* PROBLEM TO WORK ON
Reproduce each line of the data exactly as it is.

* EXERCISE DATA
******

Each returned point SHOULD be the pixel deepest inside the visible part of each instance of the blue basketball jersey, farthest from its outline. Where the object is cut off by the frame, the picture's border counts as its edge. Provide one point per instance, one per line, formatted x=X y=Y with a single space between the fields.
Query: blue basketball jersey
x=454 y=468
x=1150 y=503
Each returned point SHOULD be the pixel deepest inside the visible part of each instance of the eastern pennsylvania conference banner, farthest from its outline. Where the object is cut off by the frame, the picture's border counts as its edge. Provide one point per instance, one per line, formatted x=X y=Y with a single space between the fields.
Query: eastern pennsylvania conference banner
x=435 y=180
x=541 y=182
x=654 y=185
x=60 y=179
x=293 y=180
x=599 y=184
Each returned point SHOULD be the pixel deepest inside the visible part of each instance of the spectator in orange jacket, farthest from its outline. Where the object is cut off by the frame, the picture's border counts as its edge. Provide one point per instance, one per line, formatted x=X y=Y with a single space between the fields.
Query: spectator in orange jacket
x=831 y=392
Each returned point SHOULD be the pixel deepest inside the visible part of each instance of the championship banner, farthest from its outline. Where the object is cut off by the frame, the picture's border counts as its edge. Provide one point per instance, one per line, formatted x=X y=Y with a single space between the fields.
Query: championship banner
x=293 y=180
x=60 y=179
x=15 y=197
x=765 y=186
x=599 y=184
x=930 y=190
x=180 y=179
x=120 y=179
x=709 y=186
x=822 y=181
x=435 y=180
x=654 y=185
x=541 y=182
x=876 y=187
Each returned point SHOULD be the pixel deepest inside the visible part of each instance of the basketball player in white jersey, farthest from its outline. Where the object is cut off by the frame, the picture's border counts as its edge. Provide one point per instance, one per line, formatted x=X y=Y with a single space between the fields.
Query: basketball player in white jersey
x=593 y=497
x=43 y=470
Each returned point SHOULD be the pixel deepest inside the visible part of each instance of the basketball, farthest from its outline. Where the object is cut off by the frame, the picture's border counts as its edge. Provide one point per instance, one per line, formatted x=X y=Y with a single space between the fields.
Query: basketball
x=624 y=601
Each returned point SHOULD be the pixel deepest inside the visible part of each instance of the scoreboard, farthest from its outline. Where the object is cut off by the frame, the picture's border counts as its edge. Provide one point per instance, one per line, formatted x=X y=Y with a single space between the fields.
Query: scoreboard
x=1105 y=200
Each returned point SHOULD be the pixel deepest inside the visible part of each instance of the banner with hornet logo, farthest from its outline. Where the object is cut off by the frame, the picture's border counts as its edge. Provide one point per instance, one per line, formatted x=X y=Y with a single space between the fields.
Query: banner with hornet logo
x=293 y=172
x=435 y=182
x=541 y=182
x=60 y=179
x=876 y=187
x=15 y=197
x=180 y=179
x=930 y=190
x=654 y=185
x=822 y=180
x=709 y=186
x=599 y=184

******

* RESPONSE TO THE EXERCISE
Each returned point SHOULD be the pixel deepest inside the visible part of each instance of the blue basketball jersey, farthest from its outline. Where the object is cut off by the frame, the picture's border counts as its edge. Provide one point per instance, one per line, formatted x=X y=Y with a single space between the fields.
Query: blue basketball jersey
x=454 y=468
x=1150 y=503
Each returned point SHOULD be the pixel deepest inside the visible part of each instance of the eastern pennsylvania conference banner, farthest from its outline. Where the object is cut off by the frame, the picture's border counts as its edge. Provide one point per instance, one per line, formatted x=X y=Y with a single space between the fields.
Query: eastern pennsylvania conference banner
x=435 y=180
x=541 y=182
x=654 y=185
x=60 y=179
x=293 y=180
x=599 y=184
Each returned point SHOULD be the pixel deepest inside the visible part of each instance of the spectator in orange jacket, farthest from its outline. Where the object is cut off by the frame, the picture's border counts as its edge. Provide one point per instance, one per line, formatted x=X y=Y with a single space between the fields.
Query: spectator in orange jacket
x=831 y=392
Each returned point SHOULD be the pixel deepest inside the visible part of each instance of the championship banner, farthest from its outline. Where the object is cut off by the frame, the picture's border counts as its edge. Provide one point per instance, one per line, formatted x=X y=Y with a single space between the fields.
Query: championship banner
x=293 y=180
x=60 y=179
x=15 y=197
x=765 y=186
x=599 y=184
x=930 y=190
x=180 y=179
x=120 y=179
x=709 y=186
x=822 y=181
x=435 y=180
x=654 y=185
x=541 y=182
x=876 y=187
Each returned point SHOULD be the pixel deepest inside the visible part of each instance of the basketball player in white jersey, farthest from its outline. Where the object is cut off by the frame, the picture's border counts as its edge. Provide one point per instance, one per line, formatted x=X y=Y with a single space between the fields.
Query: basketball player in white jersey
x=593 y=497
x=43 y=470
Each returned point SHOULD be the pixel deepest inside the visible part of each instance of the basketball, farthest from its outline. Where the object is cut off by the frame, the picture's border counts as its edge. Provide one point per instance, one per line, formatted x=X y=Y with a single space between the fields.
Query: basketball
x=624 y=601
Each returned point SHOULD be the pixel deepest inside the visible part of each instance of the scoreboard, farthest from its outline. Where the object is cut off by the frame, the picture's border counts as its edge. Provide one point per instance, one per line, formatted x=X y=Y with a single space between the fields.
Query: scoreboard
x=1105 y=200
Each returned point SHOULD be the pixel deepest inside the visible part of each instance of the banner with hornet logo, farthest from its outline. Where the object is cut off by the frame, the picture's border counts as its edge. Provide one point per instance, one per line, formatted x=X y=Y with a single space between the fields.
Query: banner with hornet logo
x=293 y=172
x=435 y=182
x=541 y=182
x=60 y=179
x=876 y=187
x=15 y=197
x=180 y=179
x=930 y=190
x=654 y=185
x=822 y=180
x=709 y=186
x=599 y=184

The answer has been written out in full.